§ **INPUT DATA**

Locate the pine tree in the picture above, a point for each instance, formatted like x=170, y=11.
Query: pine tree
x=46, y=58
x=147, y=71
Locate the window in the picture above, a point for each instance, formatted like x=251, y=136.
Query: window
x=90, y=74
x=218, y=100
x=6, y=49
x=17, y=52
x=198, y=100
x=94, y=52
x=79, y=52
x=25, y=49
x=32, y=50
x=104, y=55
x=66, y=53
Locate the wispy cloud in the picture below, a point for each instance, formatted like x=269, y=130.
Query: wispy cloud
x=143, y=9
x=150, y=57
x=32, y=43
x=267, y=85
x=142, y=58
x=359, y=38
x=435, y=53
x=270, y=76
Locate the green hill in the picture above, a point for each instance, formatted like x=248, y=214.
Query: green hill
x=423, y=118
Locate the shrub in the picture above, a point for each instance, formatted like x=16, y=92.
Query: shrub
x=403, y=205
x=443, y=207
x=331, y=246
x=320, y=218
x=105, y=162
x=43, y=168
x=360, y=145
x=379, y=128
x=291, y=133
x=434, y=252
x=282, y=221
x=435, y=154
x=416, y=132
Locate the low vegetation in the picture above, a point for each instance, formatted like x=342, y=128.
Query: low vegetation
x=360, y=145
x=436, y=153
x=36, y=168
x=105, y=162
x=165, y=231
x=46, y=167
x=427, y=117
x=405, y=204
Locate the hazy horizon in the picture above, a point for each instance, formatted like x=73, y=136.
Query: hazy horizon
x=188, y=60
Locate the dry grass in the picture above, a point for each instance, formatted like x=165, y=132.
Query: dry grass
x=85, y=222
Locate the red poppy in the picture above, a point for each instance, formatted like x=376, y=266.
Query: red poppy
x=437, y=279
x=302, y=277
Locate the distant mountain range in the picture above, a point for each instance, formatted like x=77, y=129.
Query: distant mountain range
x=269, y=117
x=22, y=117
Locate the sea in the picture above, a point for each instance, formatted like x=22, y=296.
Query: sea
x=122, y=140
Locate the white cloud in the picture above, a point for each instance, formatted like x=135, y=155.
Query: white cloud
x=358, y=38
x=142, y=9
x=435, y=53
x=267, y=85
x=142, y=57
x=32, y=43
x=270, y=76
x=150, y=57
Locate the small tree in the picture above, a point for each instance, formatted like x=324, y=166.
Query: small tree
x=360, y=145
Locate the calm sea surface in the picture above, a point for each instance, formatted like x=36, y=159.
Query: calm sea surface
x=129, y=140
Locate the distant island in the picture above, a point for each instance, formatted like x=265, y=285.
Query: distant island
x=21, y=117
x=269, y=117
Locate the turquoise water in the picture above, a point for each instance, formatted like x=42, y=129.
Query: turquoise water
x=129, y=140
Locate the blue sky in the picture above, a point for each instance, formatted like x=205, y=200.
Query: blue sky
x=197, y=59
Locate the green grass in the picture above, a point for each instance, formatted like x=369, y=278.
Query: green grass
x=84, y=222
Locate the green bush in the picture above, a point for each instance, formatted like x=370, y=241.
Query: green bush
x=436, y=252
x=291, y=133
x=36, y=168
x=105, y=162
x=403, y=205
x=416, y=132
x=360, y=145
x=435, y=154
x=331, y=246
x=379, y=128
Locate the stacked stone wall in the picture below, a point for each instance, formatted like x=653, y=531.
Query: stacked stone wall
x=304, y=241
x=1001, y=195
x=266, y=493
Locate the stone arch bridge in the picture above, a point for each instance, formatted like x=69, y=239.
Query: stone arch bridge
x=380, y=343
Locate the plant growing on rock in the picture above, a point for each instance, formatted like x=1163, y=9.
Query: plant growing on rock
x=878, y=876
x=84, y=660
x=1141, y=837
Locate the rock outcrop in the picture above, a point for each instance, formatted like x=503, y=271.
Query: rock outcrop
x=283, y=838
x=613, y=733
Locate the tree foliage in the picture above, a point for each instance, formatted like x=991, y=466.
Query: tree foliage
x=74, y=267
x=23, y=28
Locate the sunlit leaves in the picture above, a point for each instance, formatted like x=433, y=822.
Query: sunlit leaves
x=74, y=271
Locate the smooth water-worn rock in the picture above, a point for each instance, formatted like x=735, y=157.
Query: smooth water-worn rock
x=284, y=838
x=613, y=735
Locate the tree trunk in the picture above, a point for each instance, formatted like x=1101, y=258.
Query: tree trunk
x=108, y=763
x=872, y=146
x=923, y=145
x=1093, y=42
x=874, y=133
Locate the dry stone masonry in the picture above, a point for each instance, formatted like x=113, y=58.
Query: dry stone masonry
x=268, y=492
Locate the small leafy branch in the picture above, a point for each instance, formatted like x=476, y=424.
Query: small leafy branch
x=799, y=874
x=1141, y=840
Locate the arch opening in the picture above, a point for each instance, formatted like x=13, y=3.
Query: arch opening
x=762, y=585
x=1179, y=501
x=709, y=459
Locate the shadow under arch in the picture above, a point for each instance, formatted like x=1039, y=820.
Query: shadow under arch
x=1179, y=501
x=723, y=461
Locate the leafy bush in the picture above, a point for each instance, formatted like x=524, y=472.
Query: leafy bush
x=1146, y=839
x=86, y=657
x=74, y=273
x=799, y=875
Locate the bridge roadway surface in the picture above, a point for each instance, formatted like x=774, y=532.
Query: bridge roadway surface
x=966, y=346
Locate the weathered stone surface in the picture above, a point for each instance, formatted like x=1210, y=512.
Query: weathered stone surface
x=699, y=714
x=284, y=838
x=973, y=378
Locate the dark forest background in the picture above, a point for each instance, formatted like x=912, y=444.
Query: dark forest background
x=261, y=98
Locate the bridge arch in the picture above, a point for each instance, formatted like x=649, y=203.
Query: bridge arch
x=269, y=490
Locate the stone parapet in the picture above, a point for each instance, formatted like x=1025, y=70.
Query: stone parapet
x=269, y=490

§ **TASK DETAILS**
Wherever the string "below" appears in the data above, report the whole line.

§ **RESULT**
Locate the wispy cloud in the picture below, a point for each instance, formatted like x=269, y=130.
Locate the stacked stone wall in the picture below, a point for each instance, formatted like x=653, y=531.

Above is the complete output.